_Условие задания_: Допишите интервью с Някрошюсом о «Чайке», начав сразу после его последней фразы.

_Фрагмент текста_:

Во время нашей первой беседы в Вильнюсе я спросила Вас, случалось ли Вам уже заниматься преподаванием, на что Вы ответили мне, что до сих пор преподавание Вас не интересовало. С тех пор прошло три года, Вы руководили многими лабораториями, как для актеров, так и для режиссеров. Что изменилось?
Някрошюс: Я действительно избегал преподавания, оно пугало меня, я всегда думал, что, начав учить других, рискуешь потерять конкретность собственной режиссерской работы. Такое я уже видел. Поэтому я продолжаю быть прежде всего режиссером и только потом педагогом. И в любом случае, даже в тот момент, когда я преподаю, я не говорю о теории, не занимаюсь теорией, скорее я сосредотачиваюсь на практической работе, на театральной практике. В этом смысле у меня нет ощущения, что я отдаляюсь от того, чем на самом деле является моя работа. Если быть педагогом означает иметь систему и методологию, я просто-напросто не педагог. Однако я убежден, что творческий процесс не нуждается в системе или школе: только через конкретность работы можно получить хороший результат. Мне интересно не столько заниматься преподаванием и навязывать мое собственное представление о театре, сколько вдохновлять личное творчество артистов, оставлять свободу предложения тем, кто участвует в моих лабораториях. Так строилась работа и над этой «Чайкой».
Один из самых очевидных аспектов «Чайки» Чехова заключается в том, что в пьесе речь идет об искусстве. Среди персонажей есть артисты театра и писатели, которые много говорят о творческом процессе и главным образом о «новых формах». И в Вашей работе тоже встает вопрос о так называемых «новых формах»?
Прежде всего, я должен сказать, что, размышляя об этих новых формах, я никогда не смотрел вперед, но скорее оглядывался назад, пытаясь найти что-то новое в старых формах. Все то, что может считаться новаторским, все то, что на самом деле имеет ценность новизны, на самом деле уже было. Надо просто уметь выбирать среди пришедших к нам из прошлого через традицию материалов. Нет, я не стал искать «новые формы», я не чувствовал в этом необходимости. И вообще, об этой пьесе уже столько всего было написано, что, возможно, лучше было бы оставить ее, не заставлять себя слишком глубоко погружаться в «Чайку». Сколько всего существует по этому поводу... Достаточно вспомнить «Лекции по русской литературе» Набокова, в них автор сурово критикует именно это произведение Чехова. Это поразительно: Нобелевский лауреат, писатель такого уровня, так яростно нападает на «Чайку». Я пытался размышлять о причинах этой неприязни, и думаю, что, в общем и целом, Набоков почувствовал, что его романы со временем не останутся рядом с произведением Чехова, что они не соответствуют уровню «Чайки».
Многие не любят «Чайку». Уже было столько провальных попыток поставить ее на сцене, возможно, именно потому как раз, что режиссеры силились найти в пьесе что-то новое, текст перегружали интерпретациями, анализом, порой предвзятым, тогда как достаточно было бы просто внимательно прочитать его, услышать, почувствовать его стиль, интонацию... Потому что в тексте уже все есть. Нужно просто уметь его читать, читать каждую запятую, каждую паузу, обращая внимание на то, что написано между строк. Именно так я пытался работать: каждая строчка, каждое слово были взвешены. Всё там, внутри текста. Текст хочет, чтобы его открыли, а не придумали или обновили.

_Записи_:
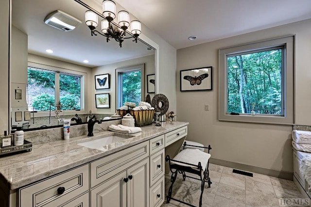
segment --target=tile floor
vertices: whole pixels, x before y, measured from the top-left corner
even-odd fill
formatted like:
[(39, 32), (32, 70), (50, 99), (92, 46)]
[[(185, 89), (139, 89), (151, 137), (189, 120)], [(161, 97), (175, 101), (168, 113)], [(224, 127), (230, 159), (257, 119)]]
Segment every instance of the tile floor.
[[(202, 207), (279, 207), (279, 198), (303, 198), (292, 181), (253, 173), (249, 177), (232, 173), (233, 168), (209, 164), (212, 184), (203, 193)], [(198, 207), (201, 193), (200, 181), (178, 176), (173, 186), (172, 197)], [(171, 185), (170, 176), (165, 175), (165, 192)], [(161, 207), (188, 207), (171, 200)]]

_Ответ к упражнению_:
Всё, что написал Чехов, — шедевр, кажется, что каждое отдельное слово рождается само по себе, без усилия, спонтанно, и что каждое слово само естественным образом находит свое место, и читателю остается лишь восхищаться этим чудом простоты и изящества. Возможно, все провальные попытки поставить на сцене «Чайку» случились именно из-за того, что режиссеры хотели сделать что-то новое. Просто возникает риск создать ненужную сложность. Предложенные Чеховым темы сложны уже сами по себе, поэтому надо иметь смелость для того, чтобы подойти к ним с максимальной простотой, непосредственностью, посмотреть на них прямо, а не поперек, пытаясь сделать из них что-то удивительное и отличное.
Вы могли бы объяснить мне эту вашу идею простоты?
В своей работе я не пытаюсь прийти к особенному, новому, удивительному решению, мне это не интересно. Вероятно, меня можно критиковать за это, но думаю, что все вопросы, касающиеся театра, должны быть решены в работе, конкретно, с помощью инструментов, которые нам предоставляет сам театр, а не за столом, не в теоретических рассуждениях. Все решения должны рождаться спонтанно внутри процесса практической работы. Моя точка зрения очень конкретна. Я пытаюсь держаться в стороне от так называемого художественного размышления. Думаю, что говорить об искусстве в принципе опасно. Многие полагают, что воплощают искусство, художественное действие, а на самом деле эти люди только ходят вокруг искусства, пытаясь к нему приблизиться. Во всех художественных пространствах — в театре, живописи, музыке, литературе — есть такие люди. Они говорят об искусстве, но в действительности не занимаются им, из-за неспособности или из страха, настоящих же артистов очень мало. На самом деле, существует категория людей, которые проводят жизнь около искусства и которые не способны творить. Именно эта ситуация показана в «Чайке» Чехова: люди, которые говорят об искусстве, о литературе, столько слов, пустых слов... Они говорят о великих писателях и драматургах, упоминают Тургенева, Шекспира, Толстого, Золя, Мопассана. Рядом с этими писателями герои Чехова в итоге кажутся пародией на истинных художников; они говорят о новых формах и творчестве, и у меня, как зрителя, порой возникает впечатление, что они не соответствуют уровню своих речей. Это жестоко, но очень реалистично. Когда я работал над этим текстом, я часто думал об этой ситуации, которую часто случается видеть в жизни.
Еще одна важная тема «Чайки», по-моему, это как раз тема провала. Всех героев ждет провал, или, по крайней мере, им приходится серьезно пересмотреть свои устремления. Можно ли рассматривать провал как важную составляющую художественного творчества?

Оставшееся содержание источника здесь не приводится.